--- START Records shown ---

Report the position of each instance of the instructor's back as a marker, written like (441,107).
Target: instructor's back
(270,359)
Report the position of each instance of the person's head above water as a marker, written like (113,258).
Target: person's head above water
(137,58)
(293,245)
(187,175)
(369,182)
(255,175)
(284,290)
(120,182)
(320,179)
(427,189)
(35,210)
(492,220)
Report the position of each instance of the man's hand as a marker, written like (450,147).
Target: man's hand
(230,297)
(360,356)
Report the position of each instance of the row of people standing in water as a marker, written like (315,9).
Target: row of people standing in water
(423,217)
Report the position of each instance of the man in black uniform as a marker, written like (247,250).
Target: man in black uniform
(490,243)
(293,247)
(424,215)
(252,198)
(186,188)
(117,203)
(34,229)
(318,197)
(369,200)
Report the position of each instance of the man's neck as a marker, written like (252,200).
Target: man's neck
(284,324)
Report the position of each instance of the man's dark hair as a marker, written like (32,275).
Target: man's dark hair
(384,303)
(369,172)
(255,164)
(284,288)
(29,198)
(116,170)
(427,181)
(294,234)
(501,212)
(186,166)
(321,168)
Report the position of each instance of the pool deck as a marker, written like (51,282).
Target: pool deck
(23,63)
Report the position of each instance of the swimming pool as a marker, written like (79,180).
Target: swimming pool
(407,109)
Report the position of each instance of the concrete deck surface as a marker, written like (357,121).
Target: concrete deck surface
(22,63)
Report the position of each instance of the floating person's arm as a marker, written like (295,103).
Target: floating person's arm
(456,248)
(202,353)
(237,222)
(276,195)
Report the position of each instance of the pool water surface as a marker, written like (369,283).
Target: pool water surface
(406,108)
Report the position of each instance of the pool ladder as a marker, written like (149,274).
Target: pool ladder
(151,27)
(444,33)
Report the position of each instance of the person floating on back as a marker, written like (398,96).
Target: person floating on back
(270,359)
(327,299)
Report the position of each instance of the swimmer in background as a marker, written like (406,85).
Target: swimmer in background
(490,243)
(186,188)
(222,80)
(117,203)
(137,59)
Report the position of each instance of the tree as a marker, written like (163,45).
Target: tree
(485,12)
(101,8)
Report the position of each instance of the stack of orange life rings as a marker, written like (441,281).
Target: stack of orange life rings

--- END Records shown ---

Give back exactly the lines from the line holding "Report the position of each instance of the row" through the last line of the listing, including both.

**Solution for this exercise:**
Report the position of each instance of the row of people standing in water as a marker, written like (315,9).
Target: row of people standing in water
(423,217)
Report the position of each instance of the man in black uniform as a marker, written like (247,250).
Target: man in black uniform
(490,243)
(293,247)
(424,215)
(252,198)
(186,188)
(117,203)
(34,229)
(318,197)
(369,200)
Report the position of each instance of the man's neck as a marker, written like (252,200).
Target: man's neck
(284,324)
Report the position of each instance of the man's dark hair as a marker, written like (32,275).
Target: man's dark hair
(384,303)
(369,172)
(255,164)
(284,288)
(29,198)
(116,170)
(427,181)
(294,234)
(501,212)
(186,166)
(321,168)
Report the position of each instance of the pool deck as a marker, written like (51,282).
Target: pool deck
(23,63)
Report the position of each instance of the swimming pool as a marker, written like (79,180).
Target: swimming pool
(407,109)
Report the position of each instance of the concrete deck surface as a marker, written like (357,121).
Target: concrete deck surface
(22,63)
Report the position of each instance of the floating person's arm as a marker, written like (295,103).
Target: floating person's arm
(456,248)
(202,353)
(237,222)
(276,195)
Report the position of each instance of the pool water surface as a marker, written like (369,283).
Target: pool water surface
(406,108)
Report the position of each instance of the pool ladder as a marker, written like (149,274).
Target: pool ladder
(151,27)
(444,33)
Report the position of each instance of the person floating on back as a marker, written like (398,96).
Target: person floating on back
(270,359)
(327,299)
Report the position of each instance of the swimmer in background as a marker, written like (406,85).
Target: swimmer in background
(490,243)
(186,188)
(222,80)
(117,203)
(137,59)
Report the position of each instance of the tree as a marker, written like (163,45).
Target: tree
(485,12)
(101,8)
Report the position of each instance of the stack of orange life rings as a marker, written like (441,281).
Target: stack of orange life rings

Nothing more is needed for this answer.